## Requirement
Which lines in the items below contain the word "face"? Report each such line in full.

— begin Data rows —

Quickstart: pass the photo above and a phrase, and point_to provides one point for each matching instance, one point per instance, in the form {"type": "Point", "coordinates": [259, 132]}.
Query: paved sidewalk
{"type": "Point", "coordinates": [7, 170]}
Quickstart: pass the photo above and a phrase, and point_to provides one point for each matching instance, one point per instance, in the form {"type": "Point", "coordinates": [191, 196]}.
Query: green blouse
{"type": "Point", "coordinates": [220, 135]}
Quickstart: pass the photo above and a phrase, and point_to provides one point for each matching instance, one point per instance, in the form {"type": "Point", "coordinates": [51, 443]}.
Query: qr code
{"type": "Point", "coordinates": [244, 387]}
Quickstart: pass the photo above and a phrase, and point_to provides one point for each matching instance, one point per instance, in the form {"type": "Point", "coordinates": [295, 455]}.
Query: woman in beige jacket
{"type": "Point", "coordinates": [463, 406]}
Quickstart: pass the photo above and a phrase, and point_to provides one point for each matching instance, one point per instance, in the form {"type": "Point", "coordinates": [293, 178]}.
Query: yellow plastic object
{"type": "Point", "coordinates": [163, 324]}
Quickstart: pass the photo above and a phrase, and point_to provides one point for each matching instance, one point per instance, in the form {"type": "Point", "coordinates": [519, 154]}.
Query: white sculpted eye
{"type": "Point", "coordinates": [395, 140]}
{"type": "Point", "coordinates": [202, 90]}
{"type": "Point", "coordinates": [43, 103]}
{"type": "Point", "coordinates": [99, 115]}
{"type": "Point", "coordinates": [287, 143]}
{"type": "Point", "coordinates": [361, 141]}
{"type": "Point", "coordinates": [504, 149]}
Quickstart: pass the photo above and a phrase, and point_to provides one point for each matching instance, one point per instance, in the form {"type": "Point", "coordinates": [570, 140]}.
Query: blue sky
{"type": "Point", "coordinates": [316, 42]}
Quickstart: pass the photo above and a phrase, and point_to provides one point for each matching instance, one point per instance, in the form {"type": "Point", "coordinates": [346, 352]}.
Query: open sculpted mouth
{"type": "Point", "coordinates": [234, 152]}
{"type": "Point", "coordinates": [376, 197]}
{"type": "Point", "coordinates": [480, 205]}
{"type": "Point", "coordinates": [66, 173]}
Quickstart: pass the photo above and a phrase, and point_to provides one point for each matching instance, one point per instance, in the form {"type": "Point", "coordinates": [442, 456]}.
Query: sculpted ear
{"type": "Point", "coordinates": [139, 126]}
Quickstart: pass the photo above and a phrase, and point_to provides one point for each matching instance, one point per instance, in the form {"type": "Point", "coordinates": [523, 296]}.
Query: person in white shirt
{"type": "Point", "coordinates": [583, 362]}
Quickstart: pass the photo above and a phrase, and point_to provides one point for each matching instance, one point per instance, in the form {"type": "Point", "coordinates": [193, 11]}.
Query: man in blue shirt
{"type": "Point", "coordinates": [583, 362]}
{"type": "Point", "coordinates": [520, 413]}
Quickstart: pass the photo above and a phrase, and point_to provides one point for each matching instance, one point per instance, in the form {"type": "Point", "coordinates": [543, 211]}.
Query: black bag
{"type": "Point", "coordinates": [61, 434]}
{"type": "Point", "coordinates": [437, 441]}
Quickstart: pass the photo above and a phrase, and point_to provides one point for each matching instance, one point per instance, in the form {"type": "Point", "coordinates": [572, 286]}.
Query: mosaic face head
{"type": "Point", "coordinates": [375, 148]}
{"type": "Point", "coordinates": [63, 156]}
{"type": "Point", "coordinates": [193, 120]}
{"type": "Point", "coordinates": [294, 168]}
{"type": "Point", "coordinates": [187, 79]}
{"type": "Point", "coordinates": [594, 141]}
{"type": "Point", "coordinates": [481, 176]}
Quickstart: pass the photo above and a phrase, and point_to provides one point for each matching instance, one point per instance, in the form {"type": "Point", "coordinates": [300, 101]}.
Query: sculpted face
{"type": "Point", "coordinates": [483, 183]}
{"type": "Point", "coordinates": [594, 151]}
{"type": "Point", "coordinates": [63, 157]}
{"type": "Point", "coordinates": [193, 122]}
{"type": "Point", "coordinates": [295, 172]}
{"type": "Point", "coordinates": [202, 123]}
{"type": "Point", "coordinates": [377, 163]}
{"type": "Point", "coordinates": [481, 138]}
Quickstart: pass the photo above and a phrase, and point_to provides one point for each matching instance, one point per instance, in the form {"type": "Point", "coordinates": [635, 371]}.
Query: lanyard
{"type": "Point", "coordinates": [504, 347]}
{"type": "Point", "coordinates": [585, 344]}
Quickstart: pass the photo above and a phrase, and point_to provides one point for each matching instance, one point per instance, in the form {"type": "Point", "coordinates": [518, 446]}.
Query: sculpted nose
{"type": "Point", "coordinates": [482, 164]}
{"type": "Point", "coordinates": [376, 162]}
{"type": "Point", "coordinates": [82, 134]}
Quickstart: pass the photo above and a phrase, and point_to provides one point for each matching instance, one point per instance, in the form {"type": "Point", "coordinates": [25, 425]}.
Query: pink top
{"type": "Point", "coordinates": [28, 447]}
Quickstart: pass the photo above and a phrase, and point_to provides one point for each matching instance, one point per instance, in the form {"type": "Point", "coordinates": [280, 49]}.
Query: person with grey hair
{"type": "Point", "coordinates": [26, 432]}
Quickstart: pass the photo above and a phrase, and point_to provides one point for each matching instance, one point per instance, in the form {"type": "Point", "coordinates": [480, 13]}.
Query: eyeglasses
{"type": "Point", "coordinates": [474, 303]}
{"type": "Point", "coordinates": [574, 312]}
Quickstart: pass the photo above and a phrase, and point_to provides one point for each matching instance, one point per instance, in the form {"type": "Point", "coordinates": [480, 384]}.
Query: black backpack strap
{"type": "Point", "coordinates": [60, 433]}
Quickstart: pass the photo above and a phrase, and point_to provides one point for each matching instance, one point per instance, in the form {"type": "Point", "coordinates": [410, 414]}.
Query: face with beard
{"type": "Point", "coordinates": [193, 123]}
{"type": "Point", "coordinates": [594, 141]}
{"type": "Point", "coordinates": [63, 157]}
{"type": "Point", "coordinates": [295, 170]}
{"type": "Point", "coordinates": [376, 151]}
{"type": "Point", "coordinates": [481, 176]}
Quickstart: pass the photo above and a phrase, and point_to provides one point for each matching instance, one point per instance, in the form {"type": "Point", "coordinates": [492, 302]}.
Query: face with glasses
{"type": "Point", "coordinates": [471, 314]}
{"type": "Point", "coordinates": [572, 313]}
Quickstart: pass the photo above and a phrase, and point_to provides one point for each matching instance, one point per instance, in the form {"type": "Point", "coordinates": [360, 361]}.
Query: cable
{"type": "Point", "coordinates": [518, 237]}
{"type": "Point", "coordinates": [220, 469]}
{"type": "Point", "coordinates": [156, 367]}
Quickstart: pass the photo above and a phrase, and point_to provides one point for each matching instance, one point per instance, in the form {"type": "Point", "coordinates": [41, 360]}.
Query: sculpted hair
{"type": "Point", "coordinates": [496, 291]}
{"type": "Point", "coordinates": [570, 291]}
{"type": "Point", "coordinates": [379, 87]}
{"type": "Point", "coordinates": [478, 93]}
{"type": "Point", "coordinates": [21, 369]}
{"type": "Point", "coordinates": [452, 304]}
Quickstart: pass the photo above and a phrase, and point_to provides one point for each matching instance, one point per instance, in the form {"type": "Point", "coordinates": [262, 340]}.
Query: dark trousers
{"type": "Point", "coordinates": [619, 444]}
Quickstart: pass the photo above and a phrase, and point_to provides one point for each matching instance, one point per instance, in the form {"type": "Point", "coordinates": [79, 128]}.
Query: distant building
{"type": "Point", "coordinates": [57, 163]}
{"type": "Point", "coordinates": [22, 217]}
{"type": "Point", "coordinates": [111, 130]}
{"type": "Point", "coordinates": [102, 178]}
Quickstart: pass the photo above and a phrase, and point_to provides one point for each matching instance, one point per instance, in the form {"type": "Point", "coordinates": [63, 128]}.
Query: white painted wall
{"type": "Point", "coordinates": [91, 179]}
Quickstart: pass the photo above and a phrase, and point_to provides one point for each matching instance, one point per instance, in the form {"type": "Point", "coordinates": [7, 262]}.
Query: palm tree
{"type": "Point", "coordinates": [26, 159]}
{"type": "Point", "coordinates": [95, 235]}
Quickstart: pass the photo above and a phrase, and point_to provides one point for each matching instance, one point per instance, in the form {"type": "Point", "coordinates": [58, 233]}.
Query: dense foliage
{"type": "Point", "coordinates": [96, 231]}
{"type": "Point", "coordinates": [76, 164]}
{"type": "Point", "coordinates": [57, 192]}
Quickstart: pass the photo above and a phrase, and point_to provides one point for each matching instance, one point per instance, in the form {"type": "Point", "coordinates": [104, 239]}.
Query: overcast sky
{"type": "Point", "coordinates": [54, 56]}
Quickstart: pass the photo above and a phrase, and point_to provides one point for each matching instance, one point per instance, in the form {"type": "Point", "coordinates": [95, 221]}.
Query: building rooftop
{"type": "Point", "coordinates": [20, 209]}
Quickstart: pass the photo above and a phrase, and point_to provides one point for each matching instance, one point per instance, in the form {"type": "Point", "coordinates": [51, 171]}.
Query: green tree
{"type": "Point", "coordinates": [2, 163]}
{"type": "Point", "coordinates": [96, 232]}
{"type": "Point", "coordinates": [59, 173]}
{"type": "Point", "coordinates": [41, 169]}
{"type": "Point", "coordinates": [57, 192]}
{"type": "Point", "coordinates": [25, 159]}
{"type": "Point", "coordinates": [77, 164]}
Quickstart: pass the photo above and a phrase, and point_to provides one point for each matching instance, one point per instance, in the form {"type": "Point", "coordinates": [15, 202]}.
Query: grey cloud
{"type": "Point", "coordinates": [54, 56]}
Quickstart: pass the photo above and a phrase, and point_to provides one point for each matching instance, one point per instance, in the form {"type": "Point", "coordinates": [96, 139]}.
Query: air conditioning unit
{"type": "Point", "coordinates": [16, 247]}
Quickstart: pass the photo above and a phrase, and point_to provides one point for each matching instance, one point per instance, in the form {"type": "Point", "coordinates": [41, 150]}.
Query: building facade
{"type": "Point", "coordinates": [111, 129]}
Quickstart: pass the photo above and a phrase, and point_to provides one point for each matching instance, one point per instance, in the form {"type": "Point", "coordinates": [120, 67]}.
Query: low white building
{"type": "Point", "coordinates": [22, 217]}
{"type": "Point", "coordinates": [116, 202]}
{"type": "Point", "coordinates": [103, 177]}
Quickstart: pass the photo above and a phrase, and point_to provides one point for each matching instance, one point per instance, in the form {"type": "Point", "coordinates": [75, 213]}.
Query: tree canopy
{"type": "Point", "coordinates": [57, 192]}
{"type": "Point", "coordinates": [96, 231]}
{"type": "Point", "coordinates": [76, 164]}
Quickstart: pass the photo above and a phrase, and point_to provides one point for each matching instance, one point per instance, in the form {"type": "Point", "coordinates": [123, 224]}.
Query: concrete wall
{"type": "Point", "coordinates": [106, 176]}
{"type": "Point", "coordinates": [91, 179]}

— end Data rows —

## Task output
Query: mosaic face head
Query: sculpted face
Query: face with beard
Query: face with glasses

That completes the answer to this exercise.